• PROBLEM SET:
1) On which operating systems were the codes tested, according to the sea ice floe project readme?
2) Return the part of the sea ice floe project readme starting at "### Download Repository" and ending at "results in images and video.".

:: PASSAGE SHOWN

# Graph neural network for colliding particles with an application to sea ice floe modeling

This is a project exploring graph neural network for modeling sea ice floe. 

All the codes have been tested on Windows and Linux machines with Anaconda and CUDA GPUs. The following instructions facilitate users to run codes for replication based on the CUDA GPU. However, in general, MacOS machines, with or without CUDA GPUs, should also work with modifications in the setup.

## Setup

Follow these steps to set up the project:

### Download Repository
1. Download this repository.
2. Navigate to the main project folder. It should contain four subfolders: `data`, `model training code`, `model analysis code` and `visualization`.
3. The `data` folder contains both training and testing data for 10 nodes and 30 nodes situations.
4. The `model training code` folder contains codes for train the model.
5. The `model analysis code` folder contains codes for evaluate the model and generate results.
6. The `visualization` folder contains the different visualization for different situations. The `dataset` subfolder contains the raw training data visualization in images and video. 
The `prediction` subfolder contains the proposed model prediction results in images and video.
The `generalization` subfolder contains the proposed model prediction results outside original time domain in images and video.
The `DA` subfolder contains the proposed model combining with ENKF or ETKF method prediction results in graphs.
The `results` subfolder contains the proposed model PCC and RMSE results in graphs.

### Download Data
1. Download data `data.zip` from [DataDryad](https://datadryad.org/stash/share/lUrgNzqfqc-dBmWDYRUfgcTe4h8MsFMOrjYrDYnVIVc).
2. Unzip the downloaded data and move the 'data' folder into the project's main folder.
3. Confirm that your project's folder now contains three subfolders: `analysis`, `model`, and `data`.

::::
:: DATASET EXTRACT

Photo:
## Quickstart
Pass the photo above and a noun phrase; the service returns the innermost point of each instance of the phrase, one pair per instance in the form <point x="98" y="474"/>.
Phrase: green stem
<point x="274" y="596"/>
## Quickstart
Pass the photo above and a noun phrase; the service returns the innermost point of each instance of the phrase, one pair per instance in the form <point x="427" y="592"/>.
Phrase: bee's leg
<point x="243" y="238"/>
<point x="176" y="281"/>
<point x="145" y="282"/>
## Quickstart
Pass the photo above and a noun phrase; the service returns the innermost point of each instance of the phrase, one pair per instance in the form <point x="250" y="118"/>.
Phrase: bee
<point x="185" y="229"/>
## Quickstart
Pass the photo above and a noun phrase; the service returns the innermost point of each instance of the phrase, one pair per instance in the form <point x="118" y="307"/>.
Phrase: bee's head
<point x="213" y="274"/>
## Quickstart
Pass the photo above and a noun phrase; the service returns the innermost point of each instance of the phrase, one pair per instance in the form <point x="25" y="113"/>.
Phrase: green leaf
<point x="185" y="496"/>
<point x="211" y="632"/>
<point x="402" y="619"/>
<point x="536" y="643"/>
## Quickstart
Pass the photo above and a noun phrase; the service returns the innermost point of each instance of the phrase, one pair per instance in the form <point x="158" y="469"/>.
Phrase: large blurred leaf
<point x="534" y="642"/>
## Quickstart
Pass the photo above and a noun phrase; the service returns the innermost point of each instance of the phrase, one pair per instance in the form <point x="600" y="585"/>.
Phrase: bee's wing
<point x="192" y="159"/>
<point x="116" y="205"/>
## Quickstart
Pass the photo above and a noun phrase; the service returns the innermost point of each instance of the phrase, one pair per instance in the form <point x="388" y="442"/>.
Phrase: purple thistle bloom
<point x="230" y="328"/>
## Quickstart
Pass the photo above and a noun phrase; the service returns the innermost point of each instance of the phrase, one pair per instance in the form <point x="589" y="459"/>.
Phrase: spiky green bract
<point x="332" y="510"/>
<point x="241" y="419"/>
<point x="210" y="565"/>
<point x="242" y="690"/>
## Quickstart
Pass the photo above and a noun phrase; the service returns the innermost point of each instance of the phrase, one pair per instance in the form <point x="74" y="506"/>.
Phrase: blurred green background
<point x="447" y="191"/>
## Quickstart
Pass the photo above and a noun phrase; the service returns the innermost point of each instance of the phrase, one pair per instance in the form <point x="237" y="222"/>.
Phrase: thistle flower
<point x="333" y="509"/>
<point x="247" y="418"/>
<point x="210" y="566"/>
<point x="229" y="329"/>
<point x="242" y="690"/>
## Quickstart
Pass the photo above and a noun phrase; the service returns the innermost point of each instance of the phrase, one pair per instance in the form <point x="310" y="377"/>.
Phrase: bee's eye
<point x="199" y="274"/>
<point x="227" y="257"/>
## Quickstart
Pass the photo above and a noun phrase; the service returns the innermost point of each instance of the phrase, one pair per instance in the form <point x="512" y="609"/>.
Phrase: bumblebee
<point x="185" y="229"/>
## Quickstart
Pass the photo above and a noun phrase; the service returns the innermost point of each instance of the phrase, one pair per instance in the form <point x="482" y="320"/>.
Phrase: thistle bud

::::

• COMPLETED EXERCISE:
1) Windows and Linux.

2)
### Download Repository
1. Download this repository.
2. Navigate to the main project folder. It should contain four subfolders: `data`, `model training code`, `model analysis code` and `visualization`.
3. The `data` folder contains both training and testing data for 10 nodes and 30 nodes situations.
4. The `model training code` folder contains codes for train the model.
5. The `model analysis code` folder contains codes for evaluate the model and generate results.
6. The `visualization` folder contains the different visualization for different situations. The `dataset` subfolder contains the raw training data visualization in images and video. 
The `prediction` subfolder contains the proposed model prediction results in images and video.